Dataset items
====
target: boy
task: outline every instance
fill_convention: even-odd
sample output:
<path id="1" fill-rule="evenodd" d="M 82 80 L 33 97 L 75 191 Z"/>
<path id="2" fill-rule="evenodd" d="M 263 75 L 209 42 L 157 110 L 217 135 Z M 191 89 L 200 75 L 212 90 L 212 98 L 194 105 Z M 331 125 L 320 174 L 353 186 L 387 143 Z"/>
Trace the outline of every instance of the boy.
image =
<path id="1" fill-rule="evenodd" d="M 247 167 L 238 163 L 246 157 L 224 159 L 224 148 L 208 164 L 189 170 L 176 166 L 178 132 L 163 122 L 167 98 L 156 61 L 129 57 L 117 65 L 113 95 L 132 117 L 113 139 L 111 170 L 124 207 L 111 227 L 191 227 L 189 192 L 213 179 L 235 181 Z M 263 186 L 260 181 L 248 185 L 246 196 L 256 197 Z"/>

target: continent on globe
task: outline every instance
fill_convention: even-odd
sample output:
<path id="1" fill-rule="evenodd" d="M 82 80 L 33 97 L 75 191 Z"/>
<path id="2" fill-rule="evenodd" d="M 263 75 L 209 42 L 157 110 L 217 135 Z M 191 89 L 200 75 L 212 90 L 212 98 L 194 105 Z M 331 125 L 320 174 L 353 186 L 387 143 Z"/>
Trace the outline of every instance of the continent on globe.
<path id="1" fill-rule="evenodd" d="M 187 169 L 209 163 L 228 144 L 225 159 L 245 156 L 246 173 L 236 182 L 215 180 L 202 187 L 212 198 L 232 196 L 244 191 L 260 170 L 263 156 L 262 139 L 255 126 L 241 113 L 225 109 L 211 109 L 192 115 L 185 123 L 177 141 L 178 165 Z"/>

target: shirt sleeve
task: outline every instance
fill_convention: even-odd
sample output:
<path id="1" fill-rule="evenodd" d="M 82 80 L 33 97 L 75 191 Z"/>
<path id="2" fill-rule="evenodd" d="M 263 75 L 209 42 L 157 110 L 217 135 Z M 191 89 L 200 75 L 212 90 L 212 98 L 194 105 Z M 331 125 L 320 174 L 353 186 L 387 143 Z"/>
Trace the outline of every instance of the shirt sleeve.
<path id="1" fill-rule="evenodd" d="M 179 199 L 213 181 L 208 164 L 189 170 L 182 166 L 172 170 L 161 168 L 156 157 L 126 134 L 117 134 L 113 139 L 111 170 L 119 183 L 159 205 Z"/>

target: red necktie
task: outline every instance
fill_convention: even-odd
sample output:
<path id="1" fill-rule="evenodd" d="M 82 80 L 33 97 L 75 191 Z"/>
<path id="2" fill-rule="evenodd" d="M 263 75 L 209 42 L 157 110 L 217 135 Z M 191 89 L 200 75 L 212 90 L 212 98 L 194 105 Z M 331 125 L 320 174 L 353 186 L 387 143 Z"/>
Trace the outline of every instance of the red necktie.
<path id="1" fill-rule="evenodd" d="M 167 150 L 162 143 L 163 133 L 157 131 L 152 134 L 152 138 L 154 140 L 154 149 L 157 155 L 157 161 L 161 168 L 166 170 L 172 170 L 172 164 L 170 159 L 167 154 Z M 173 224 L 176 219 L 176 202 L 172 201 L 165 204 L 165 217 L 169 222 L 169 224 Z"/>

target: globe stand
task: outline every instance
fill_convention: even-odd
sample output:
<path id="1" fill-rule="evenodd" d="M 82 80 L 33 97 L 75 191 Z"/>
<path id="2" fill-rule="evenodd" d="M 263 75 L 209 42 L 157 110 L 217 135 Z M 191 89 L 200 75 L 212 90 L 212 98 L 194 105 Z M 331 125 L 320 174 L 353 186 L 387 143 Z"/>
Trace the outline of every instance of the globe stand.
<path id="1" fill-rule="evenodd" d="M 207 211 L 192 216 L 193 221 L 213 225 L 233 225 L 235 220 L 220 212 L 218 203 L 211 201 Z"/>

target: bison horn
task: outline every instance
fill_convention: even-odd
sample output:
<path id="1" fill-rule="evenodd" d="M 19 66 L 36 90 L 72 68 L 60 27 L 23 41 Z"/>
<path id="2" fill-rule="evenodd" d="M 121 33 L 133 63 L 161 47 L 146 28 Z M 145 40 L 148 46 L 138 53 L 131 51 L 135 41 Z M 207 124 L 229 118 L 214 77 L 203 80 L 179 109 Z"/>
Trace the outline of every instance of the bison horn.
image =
====
◆ PROMPT ◆
Reproduce the data word for word, starting with its first line and going on through the line that contains "187 169 L 209". Include both of those lines.

◆ COMPLETE OUTPUT ◆
target: boy
task: outline every instance
fill_convention: even-odd
sample output:
<path id="1" fill-rule="evenodd" d="M 82 80 L 33 97 L 75 191 Z"/>
<path id="2" fill-rule="evenodd" d="M 263 75 L 209 42 L 157 110 L 217 135 Z M 191 89 L 200 75 L 212 90 L 212 98 L 194 105 Z M 331 125 L 320 174 L 353 186 L 387 143 Z"/>
Trace the outline of every instance of the boy.
image =
<path id="1" fill-rule="evenodd" d="M 247 167 L 238 163 L 246 157 L 224 159 L 224 148 L 208 164 L 189 170 L 176 166 L 178 132 L 163 122 L 167 98 L 156 61 L 129 57 L 117 65 L 113 95 L 132 117 L 113 139 L 111 170 L 124 207 L 111 227 L 191 227 L 189 192 L 213 179 L 235 181 Z M 263 186 L 260 181 L 248 185 L 246 196 L 256 197 Z"/>

target: continent on globe
task: outline every instance
fill_convention: even-odd
sample output:
<path id="1" fill-rule="evenodd" d="M 82 80 L 33 97 L 75 191 Z"/>
<path id="2" fill-rule="evenodd" d="M 263 75 L 209 42 L 157 110 L 217 135 Z M 191 89 L 200 75 L 212 90 L 212 98 L 194 105 Z M 331 125 L 320 174 L 353 186 L 387 143 Z"/>
Trace the outline of every instance of the continent on globe.
<path id="1" fill-rule="evenodd" d="M 187 169 L 209 163 L 228 144 L 225 159 L 245 156 L 246 173 L 236 182 L 215 180 L 202 187 L 212 198 L 232 196 L 244 191 L 260 170 L 263 156 L 262 139 L 255 126 L 241 113 L 225 109 L 211 109 L 192 115 L 185 123 L 177 141 L 178 165 Z"/>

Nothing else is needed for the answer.